INSTRUCTIONS TO FOLLOW
Type out every one of the rows below word for word, leaving out the pictures.
----
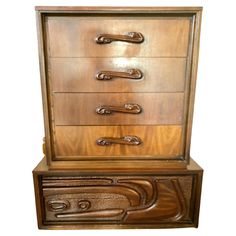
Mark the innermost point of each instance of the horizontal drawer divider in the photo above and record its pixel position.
(121, 57)
(122, 92)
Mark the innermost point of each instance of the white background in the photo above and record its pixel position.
(21, 132)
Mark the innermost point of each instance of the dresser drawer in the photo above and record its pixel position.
(84, 142)
(69, 198)
(79, 74)
(118, 108)
(70, 36)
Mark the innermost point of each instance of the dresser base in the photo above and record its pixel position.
(70, 199)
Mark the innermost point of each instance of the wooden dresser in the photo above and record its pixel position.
(118, 89)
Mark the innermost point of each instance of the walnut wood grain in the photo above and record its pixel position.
(130, 37)
(79, 142)
(80, 108)
(127, 200)
(70, 36)
(77, 74)
(167, 197)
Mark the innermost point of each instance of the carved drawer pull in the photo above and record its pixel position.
(129, 140)
(130, 37)
(58, 205)
(127, 108)
(129, 74)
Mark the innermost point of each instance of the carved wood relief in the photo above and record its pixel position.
(117, 199)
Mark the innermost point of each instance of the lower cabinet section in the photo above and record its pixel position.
(70, 199)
----
SOLUTION FOR THIS TASK
Mark the innermost point of each instance of the horizontal drawer divider in the photo above and record its pixel position.
(121, 57)
(122, 92)
Mark the innermost point of each instance of the white background in the photo above and record its pixel position.
(21, 132)
Mark the innermost point of each instance of the dresser drawer in the photo above and record its pixel position.
(84, 142)
(69, 198)
(79, 74)
(118, 108)
(70, 36)
Mark the innermost point of each instance of the dresser base in the photo above and record its pixel position.
(70, 199)
Mark the innermost point of each instance of the wooden dresser in the photo above and record its pixel position.
(118, 89)
Mark the innermost point of each instance of the walnut wood grain in the photo above and record its pixel position.
(130, 37)
(79, 142)
(80, 108)
(127, 200)
(70, 36)
(77, 74)
(167, 197)
Mark the innermost point of each instance of the carved drawer pull in the photo above and record its pixel position.
(129, 140)
(130, 37)
(58, 205)
(127, 108)
(129, 74)
Mark the innermost point of each instance of the carved wood relief in the photo above and record its pixel position.
(117, 199)
Mark the innermost point of each instance of the lower cabinet section in the photo above and record its pixel position.
(70, 199)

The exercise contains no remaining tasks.